Set task - Can you turn everything in the records below, from the line containing "[outline] skyscraper facade" down to the line containing "69 329 L 168", into a JSON list of strings with one string per line and blank lines left out?

Extracted data -
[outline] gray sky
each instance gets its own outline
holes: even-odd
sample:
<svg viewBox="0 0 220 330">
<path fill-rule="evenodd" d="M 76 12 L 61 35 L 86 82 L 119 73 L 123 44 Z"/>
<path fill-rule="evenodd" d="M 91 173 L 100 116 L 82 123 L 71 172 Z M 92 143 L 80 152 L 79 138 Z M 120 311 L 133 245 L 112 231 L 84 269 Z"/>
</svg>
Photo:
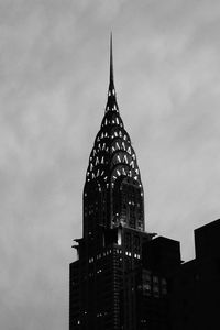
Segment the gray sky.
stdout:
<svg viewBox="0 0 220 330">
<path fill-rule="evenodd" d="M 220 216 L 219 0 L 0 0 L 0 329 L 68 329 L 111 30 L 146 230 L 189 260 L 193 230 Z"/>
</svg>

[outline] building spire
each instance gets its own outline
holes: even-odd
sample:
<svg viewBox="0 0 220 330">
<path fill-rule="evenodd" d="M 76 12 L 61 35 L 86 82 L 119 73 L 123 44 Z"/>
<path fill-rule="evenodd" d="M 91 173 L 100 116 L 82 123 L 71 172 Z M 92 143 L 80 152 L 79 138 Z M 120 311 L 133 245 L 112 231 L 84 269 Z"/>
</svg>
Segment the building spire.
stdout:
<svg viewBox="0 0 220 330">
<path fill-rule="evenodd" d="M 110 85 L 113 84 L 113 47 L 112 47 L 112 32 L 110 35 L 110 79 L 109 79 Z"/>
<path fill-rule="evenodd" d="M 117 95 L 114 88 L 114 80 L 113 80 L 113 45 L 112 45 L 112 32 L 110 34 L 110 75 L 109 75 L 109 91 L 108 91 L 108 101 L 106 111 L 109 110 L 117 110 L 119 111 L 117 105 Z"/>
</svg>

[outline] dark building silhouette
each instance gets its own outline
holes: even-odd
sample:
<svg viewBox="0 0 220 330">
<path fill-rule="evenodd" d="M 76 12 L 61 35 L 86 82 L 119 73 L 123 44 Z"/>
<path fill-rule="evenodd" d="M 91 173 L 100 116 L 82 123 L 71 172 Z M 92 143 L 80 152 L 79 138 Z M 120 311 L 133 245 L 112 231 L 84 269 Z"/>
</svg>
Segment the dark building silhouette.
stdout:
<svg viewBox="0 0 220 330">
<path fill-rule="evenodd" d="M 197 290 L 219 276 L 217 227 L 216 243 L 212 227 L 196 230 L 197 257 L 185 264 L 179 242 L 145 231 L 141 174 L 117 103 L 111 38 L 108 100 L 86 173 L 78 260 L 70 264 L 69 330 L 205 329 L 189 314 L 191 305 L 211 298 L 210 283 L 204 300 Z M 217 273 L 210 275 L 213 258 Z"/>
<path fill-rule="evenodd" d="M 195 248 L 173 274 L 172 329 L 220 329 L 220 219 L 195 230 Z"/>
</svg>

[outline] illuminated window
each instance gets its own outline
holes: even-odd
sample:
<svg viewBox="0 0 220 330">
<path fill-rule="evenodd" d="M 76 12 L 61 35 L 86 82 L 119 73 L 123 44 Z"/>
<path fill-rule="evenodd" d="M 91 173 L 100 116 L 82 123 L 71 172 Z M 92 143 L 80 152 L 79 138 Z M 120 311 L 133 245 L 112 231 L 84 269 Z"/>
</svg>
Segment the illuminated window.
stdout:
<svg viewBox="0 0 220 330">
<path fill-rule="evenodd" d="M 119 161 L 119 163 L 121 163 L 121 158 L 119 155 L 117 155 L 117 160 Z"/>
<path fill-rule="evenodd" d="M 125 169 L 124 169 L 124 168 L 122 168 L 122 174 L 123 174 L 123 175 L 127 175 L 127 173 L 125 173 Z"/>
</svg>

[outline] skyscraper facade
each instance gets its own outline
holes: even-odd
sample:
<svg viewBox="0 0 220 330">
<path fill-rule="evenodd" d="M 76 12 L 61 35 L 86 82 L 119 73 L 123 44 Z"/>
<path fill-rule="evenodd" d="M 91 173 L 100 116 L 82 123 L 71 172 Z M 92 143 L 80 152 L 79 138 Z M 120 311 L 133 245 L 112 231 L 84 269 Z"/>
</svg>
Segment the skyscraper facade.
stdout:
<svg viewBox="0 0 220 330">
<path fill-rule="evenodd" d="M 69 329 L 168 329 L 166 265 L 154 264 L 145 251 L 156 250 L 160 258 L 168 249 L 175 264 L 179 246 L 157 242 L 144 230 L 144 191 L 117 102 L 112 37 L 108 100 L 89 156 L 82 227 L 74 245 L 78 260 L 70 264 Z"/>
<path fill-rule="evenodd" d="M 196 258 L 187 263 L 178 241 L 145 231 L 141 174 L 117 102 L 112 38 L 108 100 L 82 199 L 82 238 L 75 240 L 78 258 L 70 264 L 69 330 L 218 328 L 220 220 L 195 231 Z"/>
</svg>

Finished task -
[
  "[outline] skyscraper facade",
  "each instance gets its own outline",
  "holes: even-odd",
  "sample:",
  "<svg viewBox=\"0 0 220 330\">",
  "<path fill-rule=\"evenodd\" d=\"M 76 12 L 61 35 L 86 82 L 119 73 L 123 44 Z\"/>",
  "<path fill-rule=\"evenodd\" d=\"M 91 173 L 100 116 L 82 123 L 71 172 Z M 92 143 L 80 152 L 79 138 Z M 120 311 L 133 245 L 112 231 L 84 269 Z\"/>",
  "</svg>",
  "Segment the skyscraper facade.",
  "stdout:",
  "<svg viewBox=\"0 0 220 330\">",
  "<path fill-rule=\"evenodd\" d=\"M 69 329 L 168 329 L 166 265 L 154 264 L 145 251 L 156 250 L 160 258 L 168 249 L 175 264 L 179 246 L 157 242 L 144 230 L 144 191 L 117 102 L 112 37 L 108 100 L 89 156 L 82 227 L 74 245 L 78 260 L 70 264 Z\"/>"
]